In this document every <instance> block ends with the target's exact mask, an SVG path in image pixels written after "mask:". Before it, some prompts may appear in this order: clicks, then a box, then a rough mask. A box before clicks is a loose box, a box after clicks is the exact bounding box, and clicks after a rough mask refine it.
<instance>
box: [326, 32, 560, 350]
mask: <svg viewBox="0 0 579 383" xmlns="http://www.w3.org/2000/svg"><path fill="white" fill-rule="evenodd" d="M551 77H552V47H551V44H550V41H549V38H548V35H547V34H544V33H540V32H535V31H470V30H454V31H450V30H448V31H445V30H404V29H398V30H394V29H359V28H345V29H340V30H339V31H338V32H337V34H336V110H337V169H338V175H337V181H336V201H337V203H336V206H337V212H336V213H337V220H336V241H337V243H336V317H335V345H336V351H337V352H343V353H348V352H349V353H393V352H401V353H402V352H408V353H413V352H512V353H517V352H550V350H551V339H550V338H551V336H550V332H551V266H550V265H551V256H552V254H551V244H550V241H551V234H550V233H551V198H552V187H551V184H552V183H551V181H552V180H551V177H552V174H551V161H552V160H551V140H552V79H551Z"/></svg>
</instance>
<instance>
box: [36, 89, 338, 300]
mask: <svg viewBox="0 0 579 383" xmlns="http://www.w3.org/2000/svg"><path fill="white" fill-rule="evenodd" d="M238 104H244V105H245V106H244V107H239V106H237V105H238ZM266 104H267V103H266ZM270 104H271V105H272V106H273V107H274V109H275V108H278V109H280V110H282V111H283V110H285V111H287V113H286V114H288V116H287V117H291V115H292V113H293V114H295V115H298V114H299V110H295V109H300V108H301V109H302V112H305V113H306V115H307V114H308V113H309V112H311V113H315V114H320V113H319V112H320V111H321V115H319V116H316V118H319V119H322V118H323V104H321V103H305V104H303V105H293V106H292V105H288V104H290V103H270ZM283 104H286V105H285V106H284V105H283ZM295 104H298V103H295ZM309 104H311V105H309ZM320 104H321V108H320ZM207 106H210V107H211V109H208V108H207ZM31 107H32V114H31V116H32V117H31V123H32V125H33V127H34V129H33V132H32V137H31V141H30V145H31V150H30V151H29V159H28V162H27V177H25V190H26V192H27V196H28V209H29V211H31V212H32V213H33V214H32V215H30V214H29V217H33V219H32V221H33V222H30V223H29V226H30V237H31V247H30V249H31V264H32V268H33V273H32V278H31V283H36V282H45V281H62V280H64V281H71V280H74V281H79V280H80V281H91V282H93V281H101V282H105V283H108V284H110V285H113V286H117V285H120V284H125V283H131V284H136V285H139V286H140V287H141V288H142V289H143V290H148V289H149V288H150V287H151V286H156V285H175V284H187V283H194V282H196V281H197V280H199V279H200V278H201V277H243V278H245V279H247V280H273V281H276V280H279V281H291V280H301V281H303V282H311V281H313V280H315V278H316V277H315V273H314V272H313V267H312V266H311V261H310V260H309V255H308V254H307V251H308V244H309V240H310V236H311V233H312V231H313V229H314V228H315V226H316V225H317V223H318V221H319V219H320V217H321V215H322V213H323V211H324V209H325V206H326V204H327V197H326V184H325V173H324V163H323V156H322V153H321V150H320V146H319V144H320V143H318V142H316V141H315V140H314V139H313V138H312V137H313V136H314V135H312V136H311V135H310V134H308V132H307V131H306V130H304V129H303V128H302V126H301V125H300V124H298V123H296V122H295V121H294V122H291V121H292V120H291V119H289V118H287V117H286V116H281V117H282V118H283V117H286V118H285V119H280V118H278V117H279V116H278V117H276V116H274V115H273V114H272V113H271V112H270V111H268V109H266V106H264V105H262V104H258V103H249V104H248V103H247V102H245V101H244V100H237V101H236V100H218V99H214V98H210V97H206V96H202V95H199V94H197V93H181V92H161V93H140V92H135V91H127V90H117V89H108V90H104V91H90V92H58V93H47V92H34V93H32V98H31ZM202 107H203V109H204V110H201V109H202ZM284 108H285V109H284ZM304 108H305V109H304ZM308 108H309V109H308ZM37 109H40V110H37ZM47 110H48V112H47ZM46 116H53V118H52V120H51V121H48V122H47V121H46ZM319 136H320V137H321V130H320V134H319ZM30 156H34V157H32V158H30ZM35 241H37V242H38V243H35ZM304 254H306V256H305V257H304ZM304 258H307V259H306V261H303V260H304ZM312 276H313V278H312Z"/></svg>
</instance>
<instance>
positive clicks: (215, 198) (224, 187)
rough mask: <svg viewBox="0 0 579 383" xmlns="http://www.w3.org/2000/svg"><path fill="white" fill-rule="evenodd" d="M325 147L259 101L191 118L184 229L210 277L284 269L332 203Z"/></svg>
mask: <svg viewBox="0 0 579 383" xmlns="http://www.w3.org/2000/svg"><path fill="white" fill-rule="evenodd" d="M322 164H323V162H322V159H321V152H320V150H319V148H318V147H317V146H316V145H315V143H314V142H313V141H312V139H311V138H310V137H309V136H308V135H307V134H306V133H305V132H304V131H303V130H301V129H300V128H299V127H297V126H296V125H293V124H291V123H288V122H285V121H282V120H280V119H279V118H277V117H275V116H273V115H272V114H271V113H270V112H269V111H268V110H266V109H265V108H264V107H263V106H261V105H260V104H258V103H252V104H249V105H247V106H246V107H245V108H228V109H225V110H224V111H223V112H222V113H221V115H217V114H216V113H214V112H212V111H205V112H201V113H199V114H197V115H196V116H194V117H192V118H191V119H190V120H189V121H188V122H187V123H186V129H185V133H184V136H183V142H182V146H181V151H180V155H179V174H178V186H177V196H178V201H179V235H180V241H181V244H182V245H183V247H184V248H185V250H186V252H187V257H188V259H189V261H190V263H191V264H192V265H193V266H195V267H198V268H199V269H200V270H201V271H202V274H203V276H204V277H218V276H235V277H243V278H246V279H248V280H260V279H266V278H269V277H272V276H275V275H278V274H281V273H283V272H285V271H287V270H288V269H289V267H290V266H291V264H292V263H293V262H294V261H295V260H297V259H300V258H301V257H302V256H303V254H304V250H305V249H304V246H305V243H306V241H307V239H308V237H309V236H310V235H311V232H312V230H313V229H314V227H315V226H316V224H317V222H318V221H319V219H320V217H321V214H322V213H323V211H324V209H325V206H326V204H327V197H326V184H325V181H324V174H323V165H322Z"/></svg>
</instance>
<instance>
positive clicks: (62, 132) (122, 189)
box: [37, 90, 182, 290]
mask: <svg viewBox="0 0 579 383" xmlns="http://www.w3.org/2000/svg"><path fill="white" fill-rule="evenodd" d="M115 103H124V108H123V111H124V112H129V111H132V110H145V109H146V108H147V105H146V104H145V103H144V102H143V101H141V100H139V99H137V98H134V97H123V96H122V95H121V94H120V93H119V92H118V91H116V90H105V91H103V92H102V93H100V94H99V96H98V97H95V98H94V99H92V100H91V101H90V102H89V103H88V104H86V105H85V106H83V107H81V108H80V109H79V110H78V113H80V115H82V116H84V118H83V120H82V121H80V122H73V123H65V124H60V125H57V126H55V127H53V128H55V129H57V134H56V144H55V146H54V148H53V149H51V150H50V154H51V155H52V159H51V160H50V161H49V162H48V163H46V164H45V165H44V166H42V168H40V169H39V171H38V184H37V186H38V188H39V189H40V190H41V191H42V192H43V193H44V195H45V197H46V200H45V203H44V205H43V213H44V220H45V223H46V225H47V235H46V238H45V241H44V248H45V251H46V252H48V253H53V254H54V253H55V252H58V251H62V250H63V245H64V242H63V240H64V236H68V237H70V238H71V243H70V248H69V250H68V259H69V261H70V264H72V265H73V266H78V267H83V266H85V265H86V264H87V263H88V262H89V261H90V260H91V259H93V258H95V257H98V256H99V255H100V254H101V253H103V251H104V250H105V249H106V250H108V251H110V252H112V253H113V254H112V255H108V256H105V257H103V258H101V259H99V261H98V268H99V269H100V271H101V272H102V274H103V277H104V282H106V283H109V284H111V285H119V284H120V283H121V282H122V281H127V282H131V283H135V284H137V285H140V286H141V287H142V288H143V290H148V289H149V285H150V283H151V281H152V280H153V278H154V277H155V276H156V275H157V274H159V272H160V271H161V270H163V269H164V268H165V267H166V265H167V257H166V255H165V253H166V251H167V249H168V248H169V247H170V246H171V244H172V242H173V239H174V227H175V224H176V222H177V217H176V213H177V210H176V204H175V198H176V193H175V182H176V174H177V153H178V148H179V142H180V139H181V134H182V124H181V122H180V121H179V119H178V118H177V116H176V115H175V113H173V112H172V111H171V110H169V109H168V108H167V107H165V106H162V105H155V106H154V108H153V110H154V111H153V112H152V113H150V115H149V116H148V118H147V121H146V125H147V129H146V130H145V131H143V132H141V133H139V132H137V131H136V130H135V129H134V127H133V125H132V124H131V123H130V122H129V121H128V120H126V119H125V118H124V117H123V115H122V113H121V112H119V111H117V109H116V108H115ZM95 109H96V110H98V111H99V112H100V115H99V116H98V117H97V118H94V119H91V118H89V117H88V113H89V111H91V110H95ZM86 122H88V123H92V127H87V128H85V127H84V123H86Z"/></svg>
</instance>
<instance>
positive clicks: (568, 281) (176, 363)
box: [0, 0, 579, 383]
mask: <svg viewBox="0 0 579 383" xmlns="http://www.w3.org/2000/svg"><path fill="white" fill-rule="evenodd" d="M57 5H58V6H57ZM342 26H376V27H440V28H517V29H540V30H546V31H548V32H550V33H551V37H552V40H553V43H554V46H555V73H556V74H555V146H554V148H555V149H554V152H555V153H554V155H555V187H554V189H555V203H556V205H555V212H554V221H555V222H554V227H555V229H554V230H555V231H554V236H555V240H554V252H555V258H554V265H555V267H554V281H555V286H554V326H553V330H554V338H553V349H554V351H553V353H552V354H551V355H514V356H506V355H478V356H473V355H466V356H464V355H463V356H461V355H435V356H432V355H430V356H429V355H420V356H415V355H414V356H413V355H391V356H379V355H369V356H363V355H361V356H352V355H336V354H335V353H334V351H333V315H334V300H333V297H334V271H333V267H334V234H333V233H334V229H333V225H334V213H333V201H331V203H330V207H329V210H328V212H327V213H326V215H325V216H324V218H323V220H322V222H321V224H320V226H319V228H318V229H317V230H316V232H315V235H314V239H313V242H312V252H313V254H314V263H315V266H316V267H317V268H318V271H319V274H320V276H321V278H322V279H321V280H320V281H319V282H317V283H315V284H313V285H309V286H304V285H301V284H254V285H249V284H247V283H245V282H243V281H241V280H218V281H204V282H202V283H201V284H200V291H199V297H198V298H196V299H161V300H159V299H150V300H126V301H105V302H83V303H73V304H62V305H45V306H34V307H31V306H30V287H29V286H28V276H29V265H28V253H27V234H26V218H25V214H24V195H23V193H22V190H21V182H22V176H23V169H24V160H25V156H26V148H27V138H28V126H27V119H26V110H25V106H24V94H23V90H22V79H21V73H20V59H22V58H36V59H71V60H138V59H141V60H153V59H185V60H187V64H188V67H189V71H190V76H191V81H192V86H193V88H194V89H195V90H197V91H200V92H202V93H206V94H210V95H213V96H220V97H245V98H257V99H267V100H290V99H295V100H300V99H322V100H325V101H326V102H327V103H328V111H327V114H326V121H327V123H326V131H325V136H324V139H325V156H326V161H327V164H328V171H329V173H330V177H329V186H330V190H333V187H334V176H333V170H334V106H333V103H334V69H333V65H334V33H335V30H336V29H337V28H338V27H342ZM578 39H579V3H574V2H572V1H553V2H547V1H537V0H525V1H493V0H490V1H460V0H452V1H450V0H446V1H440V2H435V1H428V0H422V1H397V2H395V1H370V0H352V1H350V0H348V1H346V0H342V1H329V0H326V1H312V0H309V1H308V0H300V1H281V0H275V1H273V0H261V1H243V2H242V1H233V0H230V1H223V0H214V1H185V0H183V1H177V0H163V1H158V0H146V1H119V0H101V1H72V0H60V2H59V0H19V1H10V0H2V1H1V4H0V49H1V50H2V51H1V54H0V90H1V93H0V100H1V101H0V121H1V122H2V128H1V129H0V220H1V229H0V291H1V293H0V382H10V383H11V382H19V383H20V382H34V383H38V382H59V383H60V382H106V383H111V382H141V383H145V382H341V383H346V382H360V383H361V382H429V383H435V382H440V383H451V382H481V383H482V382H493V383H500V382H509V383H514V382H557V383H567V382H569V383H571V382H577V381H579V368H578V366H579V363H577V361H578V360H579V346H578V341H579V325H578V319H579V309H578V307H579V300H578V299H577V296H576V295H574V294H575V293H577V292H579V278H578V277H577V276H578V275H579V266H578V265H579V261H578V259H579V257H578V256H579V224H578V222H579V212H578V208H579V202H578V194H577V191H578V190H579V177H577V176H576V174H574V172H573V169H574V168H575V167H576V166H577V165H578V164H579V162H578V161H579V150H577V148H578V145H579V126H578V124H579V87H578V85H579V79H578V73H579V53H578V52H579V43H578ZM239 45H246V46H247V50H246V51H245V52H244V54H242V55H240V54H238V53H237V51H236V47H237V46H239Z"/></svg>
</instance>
:::
Problem to work on: Check each line of the data above for the word "positive" and copy the ones where it is found.

Output of the exercise:
positive clicks: (215, 198) (224, 187)
positive clicks: (62, 132) (122, 189)
positive clicks: (568, 281) (176, 363)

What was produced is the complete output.